Work instructions:
Scan the entries for the string "below" and give the number of lines that have it, nothing further.

Excerpted records:

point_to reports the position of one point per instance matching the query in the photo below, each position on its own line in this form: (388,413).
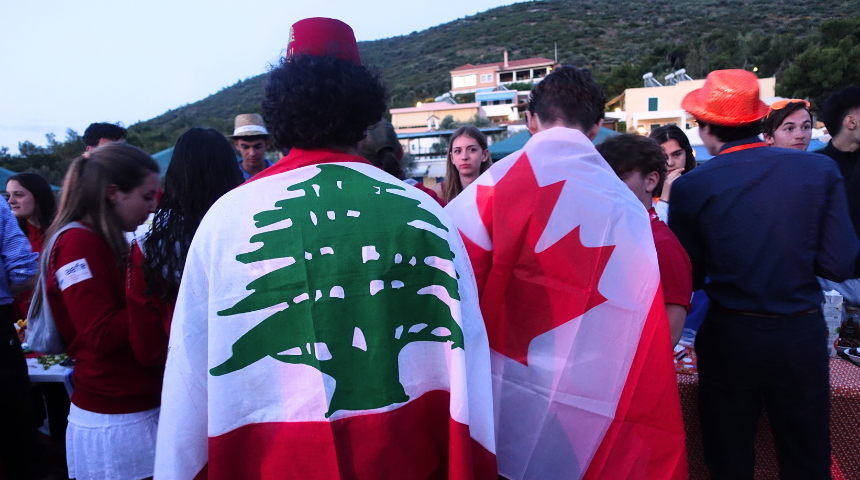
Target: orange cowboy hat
(729,98)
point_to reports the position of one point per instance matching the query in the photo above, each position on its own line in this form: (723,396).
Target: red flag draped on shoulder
(583,380)
(327,327)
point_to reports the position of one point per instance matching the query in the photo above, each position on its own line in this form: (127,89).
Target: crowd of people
(327,317)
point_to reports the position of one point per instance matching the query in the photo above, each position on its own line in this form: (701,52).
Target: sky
(67,64)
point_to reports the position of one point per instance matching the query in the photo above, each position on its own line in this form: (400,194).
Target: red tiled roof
(511,64)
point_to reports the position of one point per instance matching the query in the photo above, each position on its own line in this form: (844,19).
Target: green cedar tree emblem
(358,282)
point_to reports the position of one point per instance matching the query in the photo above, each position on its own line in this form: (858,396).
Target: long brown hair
(453,187)
(85,191)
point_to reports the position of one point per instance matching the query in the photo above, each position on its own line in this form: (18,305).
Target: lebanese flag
(327,326)
(584,384)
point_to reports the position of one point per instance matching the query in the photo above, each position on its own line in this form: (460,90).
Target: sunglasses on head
(784,103)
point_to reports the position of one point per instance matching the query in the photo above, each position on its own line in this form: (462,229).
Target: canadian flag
(327,327)
(583,380)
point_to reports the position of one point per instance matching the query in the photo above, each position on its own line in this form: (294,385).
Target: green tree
(361,278)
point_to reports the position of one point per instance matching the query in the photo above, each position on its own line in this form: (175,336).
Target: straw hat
(319,37)
(248,125)
(379,136)
(729,98)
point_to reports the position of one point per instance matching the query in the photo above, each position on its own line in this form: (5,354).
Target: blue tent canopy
(500,150)
(163,158)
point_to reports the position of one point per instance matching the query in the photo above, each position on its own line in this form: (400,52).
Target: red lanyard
(747,146)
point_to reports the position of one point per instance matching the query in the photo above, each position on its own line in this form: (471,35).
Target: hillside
(618,39)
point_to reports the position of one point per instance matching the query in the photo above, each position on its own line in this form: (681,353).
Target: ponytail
(85,191)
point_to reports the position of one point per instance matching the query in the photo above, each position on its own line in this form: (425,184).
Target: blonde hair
(453,186)
(85,191)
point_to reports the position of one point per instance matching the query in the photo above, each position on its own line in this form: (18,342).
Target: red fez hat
(729,98)
(319,37)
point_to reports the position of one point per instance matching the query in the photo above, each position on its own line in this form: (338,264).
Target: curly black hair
(570,95)
(202,169)
(631,152)
(97,131)
(313,102)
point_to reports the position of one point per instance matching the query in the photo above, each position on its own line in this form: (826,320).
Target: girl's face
(795,132)
(22,202)
(467,156)
(677,156)
(135,206)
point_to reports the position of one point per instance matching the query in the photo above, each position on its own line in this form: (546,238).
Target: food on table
(47,361)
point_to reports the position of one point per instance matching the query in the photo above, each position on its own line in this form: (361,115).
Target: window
(462,81)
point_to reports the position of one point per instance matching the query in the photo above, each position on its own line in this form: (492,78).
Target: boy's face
(642,185)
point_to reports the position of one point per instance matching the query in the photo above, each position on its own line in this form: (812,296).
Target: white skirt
(111,447)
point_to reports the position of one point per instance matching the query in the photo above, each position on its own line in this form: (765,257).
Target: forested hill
(618,39)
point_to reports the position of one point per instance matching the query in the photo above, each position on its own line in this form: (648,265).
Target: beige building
(427,116)
(470,78)
(647,108)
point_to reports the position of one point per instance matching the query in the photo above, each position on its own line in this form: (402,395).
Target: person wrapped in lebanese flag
(584,384)
(327,325)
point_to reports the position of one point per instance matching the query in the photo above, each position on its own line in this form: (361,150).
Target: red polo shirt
(676,271)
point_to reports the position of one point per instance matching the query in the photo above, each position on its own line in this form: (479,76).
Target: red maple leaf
(524,293)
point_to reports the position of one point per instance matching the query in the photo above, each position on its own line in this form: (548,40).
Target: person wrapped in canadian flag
(584,384)
(327,325)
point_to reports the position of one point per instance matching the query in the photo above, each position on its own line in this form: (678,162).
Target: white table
(54,373)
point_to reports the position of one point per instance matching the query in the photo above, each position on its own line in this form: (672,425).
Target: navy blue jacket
(761,223)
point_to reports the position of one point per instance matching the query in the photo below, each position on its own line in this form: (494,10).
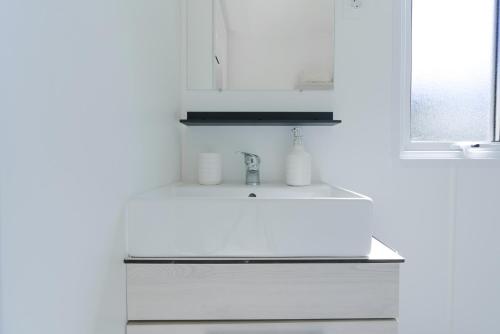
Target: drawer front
(301,327)
(262,291)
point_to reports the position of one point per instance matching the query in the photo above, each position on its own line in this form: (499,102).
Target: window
(451,74)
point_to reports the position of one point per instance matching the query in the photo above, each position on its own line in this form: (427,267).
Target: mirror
(259,44)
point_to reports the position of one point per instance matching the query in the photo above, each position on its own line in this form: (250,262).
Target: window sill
(462,152)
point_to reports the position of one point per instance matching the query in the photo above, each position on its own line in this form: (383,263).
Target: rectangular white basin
(183,220)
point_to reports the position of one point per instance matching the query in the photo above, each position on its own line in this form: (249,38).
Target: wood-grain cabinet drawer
(262,291)
(299,327)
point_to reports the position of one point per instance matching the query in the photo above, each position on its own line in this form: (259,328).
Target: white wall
(428,210)
(89,92)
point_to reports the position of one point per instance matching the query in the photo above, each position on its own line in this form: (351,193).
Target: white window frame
(415,149)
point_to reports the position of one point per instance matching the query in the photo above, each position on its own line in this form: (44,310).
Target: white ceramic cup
(209,168)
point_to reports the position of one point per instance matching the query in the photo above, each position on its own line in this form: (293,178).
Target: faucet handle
(251,160)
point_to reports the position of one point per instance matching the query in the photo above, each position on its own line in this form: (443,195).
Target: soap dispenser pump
(298,162)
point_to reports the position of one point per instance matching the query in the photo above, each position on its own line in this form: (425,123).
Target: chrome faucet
(252,162)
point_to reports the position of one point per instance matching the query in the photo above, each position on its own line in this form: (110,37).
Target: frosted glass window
(453,66)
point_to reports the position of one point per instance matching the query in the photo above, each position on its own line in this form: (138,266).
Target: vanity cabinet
(264,295)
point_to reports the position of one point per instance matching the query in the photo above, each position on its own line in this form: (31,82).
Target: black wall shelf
(210,118)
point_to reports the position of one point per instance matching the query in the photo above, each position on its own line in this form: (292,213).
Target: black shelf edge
(200,118)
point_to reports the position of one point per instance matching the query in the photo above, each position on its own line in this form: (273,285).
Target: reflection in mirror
(260,44)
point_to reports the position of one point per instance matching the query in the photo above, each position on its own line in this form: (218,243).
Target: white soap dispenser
(298,162)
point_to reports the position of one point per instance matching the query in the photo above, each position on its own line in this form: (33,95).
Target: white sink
(183,220)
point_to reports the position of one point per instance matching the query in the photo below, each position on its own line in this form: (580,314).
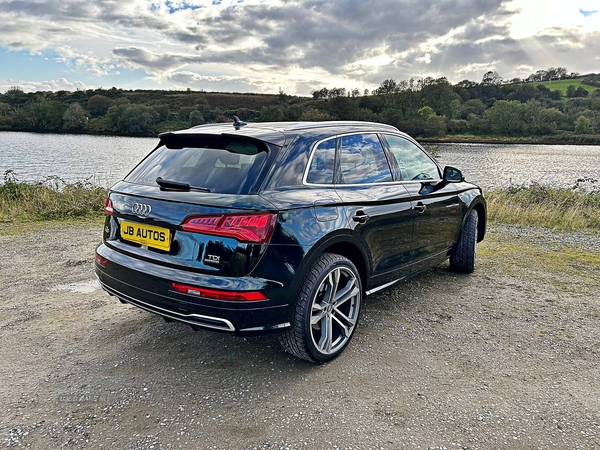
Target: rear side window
(322,164)
(362,160)
(223,165)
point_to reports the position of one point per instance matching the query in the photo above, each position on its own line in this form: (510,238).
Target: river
(105,159)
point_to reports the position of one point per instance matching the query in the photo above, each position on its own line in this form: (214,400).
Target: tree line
(427,108)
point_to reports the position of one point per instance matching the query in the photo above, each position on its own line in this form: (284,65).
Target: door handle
(360,217)
(420,207)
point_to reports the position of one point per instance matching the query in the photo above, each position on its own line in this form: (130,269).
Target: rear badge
(212,259)
(141,209)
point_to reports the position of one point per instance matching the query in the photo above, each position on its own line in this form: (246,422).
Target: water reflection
(106,159)
(500,165)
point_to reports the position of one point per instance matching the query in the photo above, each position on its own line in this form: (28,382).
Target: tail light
(253,228)
(108,207)
(213,294)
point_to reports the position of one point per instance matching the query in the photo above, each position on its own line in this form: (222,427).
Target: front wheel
(326,310)
(463,259)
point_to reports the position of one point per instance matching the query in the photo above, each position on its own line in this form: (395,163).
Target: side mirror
(453,175)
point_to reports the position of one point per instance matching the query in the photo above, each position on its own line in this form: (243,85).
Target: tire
(323,324)
(463,259)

Output of the exercise:
3